Brief -
Extract every entry word for word.

(Source records)
#####
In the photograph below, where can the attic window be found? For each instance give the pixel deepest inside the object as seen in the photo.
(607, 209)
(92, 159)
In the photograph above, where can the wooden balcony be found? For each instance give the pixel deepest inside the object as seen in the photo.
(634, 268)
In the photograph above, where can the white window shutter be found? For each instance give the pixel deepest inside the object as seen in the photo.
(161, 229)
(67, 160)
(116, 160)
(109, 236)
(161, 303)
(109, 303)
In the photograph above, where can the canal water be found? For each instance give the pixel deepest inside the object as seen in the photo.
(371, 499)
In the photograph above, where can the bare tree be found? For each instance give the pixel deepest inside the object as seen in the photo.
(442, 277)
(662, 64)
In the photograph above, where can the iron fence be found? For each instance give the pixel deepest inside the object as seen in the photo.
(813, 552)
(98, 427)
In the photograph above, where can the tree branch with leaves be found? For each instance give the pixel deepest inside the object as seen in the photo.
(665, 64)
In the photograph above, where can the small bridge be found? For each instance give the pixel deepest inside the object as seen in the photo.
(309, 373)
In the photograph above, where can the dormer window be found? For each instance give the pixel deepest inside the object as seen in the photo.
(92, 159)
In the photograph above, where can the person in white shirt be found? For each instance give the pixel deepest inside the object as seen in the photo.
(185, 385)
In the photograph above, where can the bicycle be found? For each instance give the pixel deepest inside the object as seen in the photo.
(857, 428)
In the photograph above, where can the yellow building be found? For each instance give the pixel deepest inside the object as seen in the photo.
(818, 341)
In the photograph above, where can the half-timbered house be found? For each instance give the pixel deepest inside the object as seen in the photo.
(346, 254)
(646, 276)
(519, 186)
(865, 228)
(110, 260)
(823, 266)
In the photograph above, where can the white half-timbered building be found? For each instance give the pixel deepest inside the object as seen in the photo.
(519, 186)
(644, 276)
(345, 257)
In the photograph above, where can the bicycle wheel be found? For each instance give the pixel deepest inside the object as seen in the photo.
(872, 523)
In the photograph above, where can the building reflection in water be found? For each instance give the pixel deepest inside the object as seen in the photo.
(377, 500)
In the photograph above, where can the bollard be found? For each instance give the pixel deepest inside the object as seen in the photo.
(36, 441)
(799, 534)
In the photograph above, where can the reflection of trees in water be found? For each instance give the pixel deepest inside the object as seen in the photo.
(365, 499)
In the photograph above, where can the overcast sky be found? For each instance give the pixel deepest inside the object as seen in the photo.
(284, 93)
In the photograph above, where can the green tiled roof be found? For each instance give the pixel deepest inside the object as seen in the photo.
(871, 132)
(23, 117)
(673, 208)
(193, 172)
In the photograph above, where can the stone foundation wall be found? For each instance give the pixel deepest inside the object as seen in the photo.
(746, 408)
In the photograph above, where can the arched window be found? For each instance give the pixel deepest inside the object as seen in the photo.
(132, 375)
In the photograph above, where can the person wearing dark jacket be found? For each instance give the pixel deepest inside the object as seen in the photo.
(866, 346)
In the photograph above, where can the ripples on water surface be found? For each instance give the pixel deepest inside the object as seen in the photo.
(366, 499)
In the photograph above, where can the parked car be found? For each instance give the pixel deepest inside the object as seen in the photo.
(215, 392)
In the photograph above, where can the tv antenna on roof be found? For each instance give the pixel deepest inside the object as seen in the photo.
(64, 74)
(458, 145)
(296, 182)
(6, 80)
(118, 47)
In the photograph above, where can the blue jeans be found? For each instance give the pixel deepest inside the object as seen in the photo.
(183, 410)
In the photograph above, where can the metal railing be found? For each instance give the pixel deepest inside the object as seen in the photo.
#####
Written answer -
In the photograph below, where can the attic window be found? For each instance give the pixel deepest inside the object as seen in the photo.
(607, 209)
(92, 159)
In the photograph above, where can the wooden balcony be found? For each instance give the pixel deepest inside the object as seen in the photo.
(634, 268)
In the photograph above, where can the white window shutter be found? For each instance give the pixel deepest inside the object as seen in the photo.
(161, 229)
(67, 160)
(116, 160)
(109, 236)
(161, 303)
(109, 303)
In the photograph above, where can the canal water be found? For each instance give the pixel deepest inside the object as seen in the photo.
(371, 499)
In the photograph above, where can the bare tree be found? For each instance give the pixel deepest inside the object as seen in the photo.
(442, 277)
(662, 64)
In the photograph above, where can the iron fence be found? For each instance give the pixel deepest inside the object as seen in the photo.
(813, 552)
(98, 427)
In the photograph above, where can the tree branch with leaves be found? For each instance give the pixel deepest inside the object as seen in the photo.
(665, 64)
In the photograph above, where can the small bridge be found? For each instance give the pixel deepest inside the object as seen in the photo.
(309, 373)
In the photograph above, where can the dormer window be found? For each instance give the pixel deepest inside the object as seen in the photo.
(92, 159)
In the photograph above, where can the person in white shirt be found? For each instance give the pixel deepest inside the object as seen in the photo.
(185, 385)
In the photograph above, where can the bicycle be found? For each instance give the pixel deepest inside the object as seen in the photo.
(857, 428)
In the photograph above, where can the yellow building be found? For each instance give the pixel deepest inside the object as seen in the photo.
(818, 341)
In the photograph above, where can the half-timbered house be found? For each instance give the pixel deepest inside the object as seen in the photo.
(346, 254)
(646, 276)
(519, 186)
(865, 228)
(110, 260)
(823, 266)
In the photograph above, where can the white half-timbered building be found? For each instance give the pixel deepest inside the object as seen in the photo.
(519, 186)
(644, 276)
(345, 257)
In the photograph above, where can the bicycle wheel be found? For each instance give the pixel deepest inside the object as seen in the photo.
(872, 523)
In the photograph above, where can the building reflection in water be found? For each instance give the pixel deepest inside the object as seen in the photo.
(377, 500)
In the photograph above, where can the bollard be found? For each instance give the pixel deepest inside the object as seen in the photo.
(36, 441)
(799, 534)
In the photograph above, where can the reflection of trees in water be found? For each instance give the pixel deepest inside the object as seen in the photo.
(365, 499)
In the photograph above, where can the overcast sky be found? For each instance give the pixel deepest inside the object as seen in the photo.
(284, 93)
In the photograph above, where can the green tiled roof be found? For each instance give the pixel deepest inside the object as seen in the photo.
(871, 132)
(23, 117)
(673, 208)
(193, 172)
In the photograph above, where can the stone foundation wall be found? For each instance give the pixel deepest inside the object as seen in the photo.
(746, 408)
In the photograph above, where can the arched window be found? For each instance give the pixel deepest inside the object as seen in the photo.
(132, 375)
In the photograph above, where can the person wearing dark jacket be found? For each instance give the pixel deepest inside the object as seen in the photo.
(866, 346)
In the photograph above, where can the ripples on water surface be found? For each instance give the pixel deepest inside the object as seen in the photo.
(366, 499)
In the photograph above, where can the parked car be found? For each instance give the pixel deepest inside the object as seen in the photo.
(215, 392)
In the photograph above, where can the tv antenna on roof be found? For each instance give the pixel deepest inside the object as seen in the photo.
(64, 74)
(458, 145)
(296, 182)
(6, 80)
(118, 47)
In the photograph above, where can the blue jeans be found? For each instance give the pixel deepest inside the object as seen in the photo.
(183, 410)
In the photograph above, where can the metal railing be found? For each instance give the pixel deepest inside the object as seen in the photo.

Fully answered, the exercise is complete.